[[ DOCUMENT TEXT, beginning ]]
Reformed Churchmen

We are Confessional Calvinists and a Prayer Book Church-people. In 2012, we remembered the 350th anniversary of the 1662 Book of Common Prayer; also, we remembered the 450th anniversary of John Jewel's sober, scholarly, and Reformed "An Apology of the Church of England." In 2013, we remembered the publication of the "Heidelberg Catechism" and the influence of Reformed theologians in England, including Heinrich Bullinger's Decades. For 2014: Tyndale's NT translation. For 2015, John Roger, Rowland Taylor and Bishop John Hooper's martyrdom, burned at the stakes. Books of the month. December 2014: Alan Jacob's "Book of Common Prayer" at: http://www.amazon.com/Book-Common-Prayer-Biography-Religious/dp/0691154813/ref=sr_1_1?ie=UTF8&qid=1417814005&sr=8-1&keywords=jacobs+book+of+common+prayer. January 2015: A.F. Pollard's "Thomas Cranmer and the English Reformation: 1489-1556" at: http://www.amazon.com/Thomas-Cranmer-English-Reformation-1489-1556/dp/1592448658/ref=sr_1_1?ie=UTF8&qid=1420055574&sr=8-1&keywords=A.F.+Pollard+Cranmer. February 2015: Jaspar Ridley's "Thomas Cranmer" at: http://www.amazon.com/Thomas-Cranmer-Jasper-Ridley/dp/0198212879/ref=sr_1_1?ie=UTF8&qid=1422892154&sr=8-1&keywords=jasper+ridley+cranmer&pebp=1422892151110&peasin=198212879

Thursday, October 15, 2009

2-Archbishop Matthew Parker

Archbishop Parker by William Paul McClure Kennedy (London: Sir Isaac Pitman & Sons, Ltd., 1908).
[[ DOCUMENT TEXT, end ]]
[[ LISTED ENTRIES, beginning ]]
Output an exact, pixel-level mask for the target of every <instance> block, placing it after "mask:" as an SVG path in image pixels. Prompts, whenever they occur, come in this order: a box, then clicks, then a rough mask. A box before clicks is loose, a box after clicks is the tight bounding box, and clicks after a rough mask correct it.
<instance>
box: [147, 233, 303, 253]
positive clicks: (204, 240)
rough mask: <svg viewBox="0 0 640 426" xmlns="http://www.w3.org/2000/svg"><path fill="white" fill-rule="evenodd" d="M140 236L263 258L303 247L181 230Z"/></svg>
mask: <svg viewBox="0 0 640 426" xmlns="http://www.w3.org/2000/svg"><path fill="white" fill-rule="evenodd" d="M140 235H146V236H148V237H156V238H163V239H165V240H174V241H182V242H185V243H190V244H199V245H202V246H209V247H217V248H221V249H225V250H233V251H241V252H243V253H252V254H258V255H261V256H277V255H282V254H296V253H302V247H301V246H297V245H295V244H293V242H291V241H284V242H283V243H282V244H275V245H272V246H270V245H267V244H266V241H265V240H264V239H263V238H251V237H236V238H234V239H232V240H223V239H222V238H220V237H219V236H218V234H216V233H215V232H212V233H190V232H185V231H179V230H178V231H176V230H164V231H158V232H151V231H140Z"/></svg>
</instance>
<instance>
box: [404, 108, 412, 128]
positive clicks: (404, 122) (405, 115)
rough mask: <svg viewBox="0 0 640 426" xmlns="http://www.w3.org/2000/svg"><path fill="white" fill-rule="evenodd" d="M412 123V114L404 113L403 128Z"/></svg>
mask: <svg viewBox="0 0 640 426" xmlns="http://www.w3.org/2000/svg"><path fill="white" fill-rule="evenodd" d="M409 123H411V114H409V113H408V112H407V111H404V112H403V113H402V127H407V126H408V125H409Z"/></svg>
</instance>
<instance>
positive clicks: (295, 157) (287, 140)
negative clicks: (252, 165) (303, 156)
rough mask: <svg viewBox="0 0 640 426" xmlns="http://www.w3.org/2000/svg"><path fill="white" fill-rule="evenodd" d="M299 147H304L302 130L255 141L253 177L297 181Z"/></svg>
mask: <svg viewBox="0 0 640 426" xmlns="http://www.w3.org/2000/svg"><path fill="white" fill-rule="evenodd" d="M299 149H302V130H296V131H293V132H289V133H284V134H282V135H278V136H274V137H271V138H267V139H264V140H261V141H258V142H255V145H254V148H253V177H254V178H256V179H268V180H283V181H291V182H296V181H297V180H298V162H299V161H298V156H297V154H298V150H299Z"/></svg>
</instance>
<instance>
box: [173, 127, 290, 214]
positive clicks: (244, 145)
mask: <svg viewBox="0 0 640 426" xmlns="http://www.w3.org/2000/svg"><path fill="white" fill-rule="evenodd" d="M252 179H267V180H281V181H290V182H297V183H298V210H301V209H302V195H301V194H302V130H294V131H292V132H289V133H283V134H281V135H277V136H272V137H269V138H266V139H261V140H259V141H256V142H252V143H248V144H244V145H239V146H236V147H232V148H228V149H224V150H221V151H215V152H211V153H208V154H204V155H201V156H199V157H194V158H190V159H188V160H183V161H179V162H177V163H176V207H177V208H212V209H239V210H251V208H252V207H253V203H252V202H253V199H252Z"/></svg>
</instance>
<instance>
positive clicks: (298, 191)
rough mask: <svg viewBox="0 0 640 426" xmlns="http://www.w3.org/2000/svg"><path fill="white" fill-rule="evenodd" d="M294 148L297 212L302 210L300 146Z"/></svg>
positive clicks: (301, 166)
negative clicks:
[[ LISTED ENTRIES, end ]]
> _PROMPT A_
List everyone the Reformed Churchmen page names as martyred for the 2015 remembrance.
> _PROMPT B_
Quote the records starting at the first line and ending at the line that contains "236L263 258L303 247L181".

> _EXPECTED ANSWER A_
John Roger
Rowland Taylor
Bishop John Hooper

> _EXPECTED ANSWER B_
Output an exact, pixel-level mask for the target of every <instance> block, placing it after "mask:" as an SVG path in image pixels. Prompts, whenever they occur, come in this order: a box, then clicks, then a rough mask. A box before clicks is loose, a box after clicks is the tight bounding box, and clicks after a rough mask correct it.
<instance>
box: [147, 233, 303, 253]
positive clicks: (204, 240)
rough mask: <svg viewBox="0 0 640 426" xmlns="http://www.w3.org/2000/svg"><path fill="white" fill-rule="evenodd" d="M140 236L263 258L303 247L181 230Z"/></svg>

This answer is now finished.